▶ Exercise requirements
In your copy, leave out the pictures and repeat the entries below exactly.

▶ Material for this task
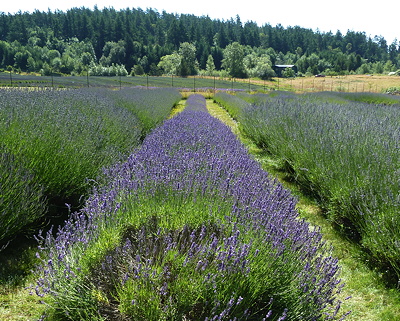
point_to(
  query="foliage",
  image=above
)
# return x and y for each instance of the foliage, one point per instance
(53, 143)
(67, 42)
(344, 153)
(233, 60)
(189, 227)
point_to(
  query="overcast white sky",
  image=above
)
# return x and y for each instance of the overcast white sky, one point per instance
(374, 18)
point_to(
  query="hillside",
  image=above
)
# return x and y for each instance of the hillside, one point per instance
(134, 41)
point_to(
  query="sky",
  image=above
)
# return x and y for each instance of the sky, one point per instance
(374, 18)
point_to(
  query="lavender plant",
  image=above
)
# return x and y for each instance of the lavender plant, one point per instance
(58, 141)
(345, 154)
(150, 106)
(189, 227)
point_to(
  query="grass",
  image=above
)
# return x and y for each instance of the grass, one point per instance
(370, 299)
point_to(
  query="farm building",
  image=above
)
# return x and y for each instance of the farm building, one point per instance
(280, 68)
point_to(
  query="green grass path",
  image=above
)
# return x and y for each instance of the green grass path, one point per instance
(370, 299)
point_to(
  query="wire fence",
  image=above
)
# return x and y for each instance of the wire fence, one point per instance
(203, 83)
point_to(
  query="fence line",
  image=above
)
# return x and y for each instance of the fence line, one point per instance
(191, 83)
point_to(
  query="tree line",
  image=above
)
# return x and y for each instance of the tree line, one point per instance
(135, 41)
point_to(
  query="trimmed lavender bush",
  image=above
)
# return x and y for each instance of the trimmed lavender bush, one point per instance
(21, 197)
(58, 141)
(189, 227)
(151, 106)
(344, 153)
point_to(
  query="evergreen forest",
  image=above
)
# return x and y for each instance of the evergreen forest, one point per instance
(136, 42)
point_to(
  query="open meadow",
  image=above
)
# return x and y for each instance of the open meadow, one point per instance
(174, 218)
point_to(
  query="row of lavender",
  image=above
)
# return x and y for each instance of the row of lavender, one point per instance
(343, 149)
(188, 228)
(52, 142)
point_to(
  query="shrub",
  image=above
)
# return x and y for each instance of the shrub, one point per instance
(189, 227)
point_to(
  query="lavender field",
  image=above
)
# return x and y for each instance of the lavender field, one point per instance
(188, 227)
(53, 145)
(343, 150)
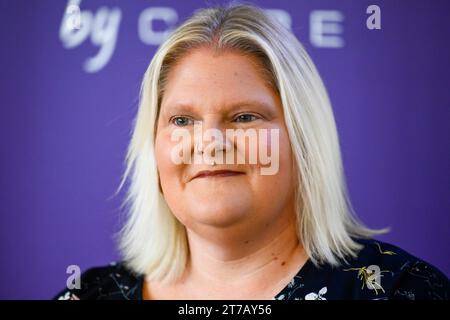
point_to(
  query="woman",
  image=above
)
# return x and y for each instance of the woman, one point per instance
(277, 227)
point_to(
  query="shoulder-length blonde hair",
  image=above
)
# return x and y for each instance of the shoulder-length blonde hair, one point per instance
(153, 242)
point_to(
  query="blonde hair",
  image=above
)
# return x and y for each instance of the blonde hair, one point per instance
(153, 242)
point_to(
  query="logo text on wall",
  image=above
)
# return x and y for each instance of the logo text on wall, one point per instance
(102, 27)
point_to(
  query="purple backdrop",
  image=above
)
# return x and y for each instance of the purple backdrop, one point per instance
(64, 125)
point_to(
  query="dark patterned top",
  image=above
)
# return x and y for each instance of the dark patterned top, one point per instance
(381, 271)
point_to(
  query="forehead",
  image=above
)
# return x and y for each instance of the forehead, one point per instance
(203, 77)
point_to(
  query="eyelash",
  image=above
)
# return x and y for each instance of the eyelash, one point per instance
(256, 117)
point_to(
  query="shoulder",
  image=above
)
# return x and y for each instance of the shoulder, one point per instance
(112, 282)
(397, 274)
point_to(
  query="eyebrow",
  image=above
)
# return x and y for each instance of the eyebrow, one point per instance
(187, 107)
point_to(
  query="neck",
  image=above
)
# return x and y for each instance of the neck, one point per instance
(241, 261)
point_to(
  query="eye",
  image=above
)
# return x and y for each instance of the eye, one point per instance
(246, 117)
(181, 121)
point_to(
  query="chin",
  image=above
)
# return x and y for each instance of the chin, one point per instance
(219, 214)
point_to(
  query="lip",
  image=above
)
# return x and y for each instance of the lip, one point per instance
(216, 174)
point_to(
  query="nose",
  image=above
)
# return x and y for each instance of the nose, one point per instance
(210, 138)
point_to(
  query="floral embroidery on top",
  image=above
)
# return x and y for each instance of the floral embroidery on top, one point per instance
(391, 253)
(68, 296)
(369, 278)
(317, 296)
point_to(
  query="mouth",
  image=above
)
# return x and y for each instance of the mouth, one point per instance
(216, 174)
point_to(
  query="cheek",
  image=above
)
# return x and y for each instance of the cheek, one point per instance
(169, 172)
(279, 171)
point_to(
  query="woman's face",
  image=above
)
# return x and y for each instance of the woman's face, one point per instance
(223, 91)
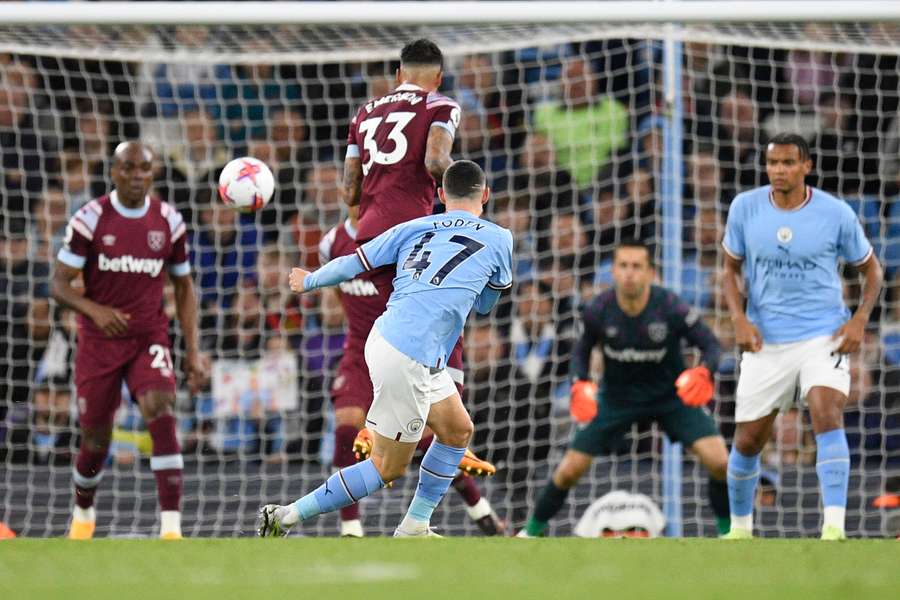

▶ Exercise answer
point_to(
  query="foliage",
  image=above
)
# return x and y for each instance of the foliage, one point per instance
(53, 143)
(67, 42)
(344, 153)
(233, 60)
(189, 227)
point_to(
  query="overcast white sky",
  image=above
)
# return x and y for each instance of the overcast white sky, one point per instance
(374, 18)
point_to(
  query="hillside",
  image=above
)
# return x and y for each instance of the hillside, one point per instance
(134, 41)
point_to(
  query="sky",
  image=above
)
# return x and y for each instance of the sky, one point per instance
(374, 18)
point_to(
  query="lavender plant",
  image=above
)
# return x and y for each instance of the lavender plant, one point per instance
(58, 141)
(345, 154)
(150, 106)
(189, 227)
point_to(
  query="grass",
  image=above
)
# return x and y for each instance of the grass, one point per instance
(370, 299)
point_to(
  query="farm building",
  image=above
)
# return x and y for each instance of the farm building, one point per instance
(280, 68)
point_to(
  query="green grass path",
  image=above
)
# return x and y for each instance of the green grass path, one point per instance
(370, 299)
point_to(
  query="wire fence",
  image=above
)
# return x and y for each instance of the wire fence, one point per instance
(203, 83)
point_to(
  query="fence line",
  image=above
)
# return x and y for each instance of the fence line, one point per instance
(191, 83)
point_to(
  query="tree line",
  image=above
)
# return x and y for each instance of the tree line, one point per instance
(135, 41)
point_to(
  query="trimmed lavender bush",
  image=above
)
# return x and y for each instance of the trimmed lavender bush, one point per instance
(21, 197)
(58, 141)
(189, 227)
(151, 106)
(344, 153)
point_to(
  query="evergreen forest",
  image=above
)
# return x and y for each instance of the evergreen forest, one point per instance
(136, 42)
point_to(
  query="open meadow",
  image=above
)
# return x and y for each instance of the open meadow, one point per instance
(174, 218)
point_to(
  query="row of lavender",
  image=above
)
# return x and y for each instance of the row of lavender, one point per instance
(343, 149)
(188, 228)
(52, 142)
point_to(
  query="shrub",
  image=above
)
# return x and y for each instance of the shrub, one point per instance
(189, 227)
point_to(
  query="lavender field",
  image=above
)
# return x and y for each instance of the lavender field, one point per instance
(188, 227)
(53, 145)
(343, 150)
point_to(
  query="woman",
  image=above
)
# return x and y for each instance of the woman, one point per instance
(277, 227)
point_to(
  query="shoulder-length blonde hair",
  image=above
)
# return x and y for each instance of the shoulder-length blonde hair, one point per instance
(153, 242)
point_to(
  query="blonde hair",
  image=above
)
# return x and y for each instance of the blonde hair, one point per instance
(153, 242)
point_to(
  query="logo text on wall",
  image=above
)
# return x and y for each instance of the logo text on wall, one point per instance
(102, 27)
point_to(
  query="purple backdrop",
  image=above
)
# return x and y for each instance of the purple backdrop, one point per instance
(64, 125)
point_to(
  query="dark patterned top",
  image=above
)
# return x and y for each instance of the dark patterned top, one point per instance
(381, 271)
point_to(
  query="forehead",
  image=above
)
# return x and y for each instance of the forehead, one point per instance
(203, 77)
point_to(
  query="eyelash",
  image=above
)
# return x and y for each instance of the eyelash, one point per instance
(256, 117)
point_to(
  query="shoulder",
  image=above
)
# return x and y for each instance of the shoulder, one point per instance
(112, 282)
(397, 274)
point_to(
  query="eyebrow",
  image=above
)
# return x and y for each instance of the eyebrow, one point per instance
(187, 107)
point_to(
  query="neck",
  image=above
)
# return x and y for each instance of the neck, one point per instance
(241, 261)
point_to(
  query="eye",
  image=above
)
# return x and y for each instance of the eye, one point per instance
(246, 117)
(181, 121)
point_to(
  query="chin",
  image=above
)
# return x and y for each instance of the chin, one point per instance
(219, 214)
point_to(
  query="lip",
  image=above
)
# return x and y for each instance of the lip, one point per instance
(216, 174)
point_to(
  query="nose",
  image=above
)
# return x and y for each instance of the nose, one point per instance
(210, 138)
point_to(
  query="floral embroidery on top",
  image=above
)
# return x and y for each instance of the floral embroidery on top, one point per instance
(391, 253)
(68, 296)
(369, 278)
(317, 296)
point_to(
  query="mouth",
  image=above
)
# return x and y for each instance of the mouth, one point per instance
(216, 174)
point_to(
  query="cheek",
  image=above
)
# return x and y for each instance of the cheek, one point per instance
(169, 172)
(279, 171)
point_to(
  query="woman's face",
  image=above
)
# return x and y for each instance of the woman's face, one point per instance
(223, 91)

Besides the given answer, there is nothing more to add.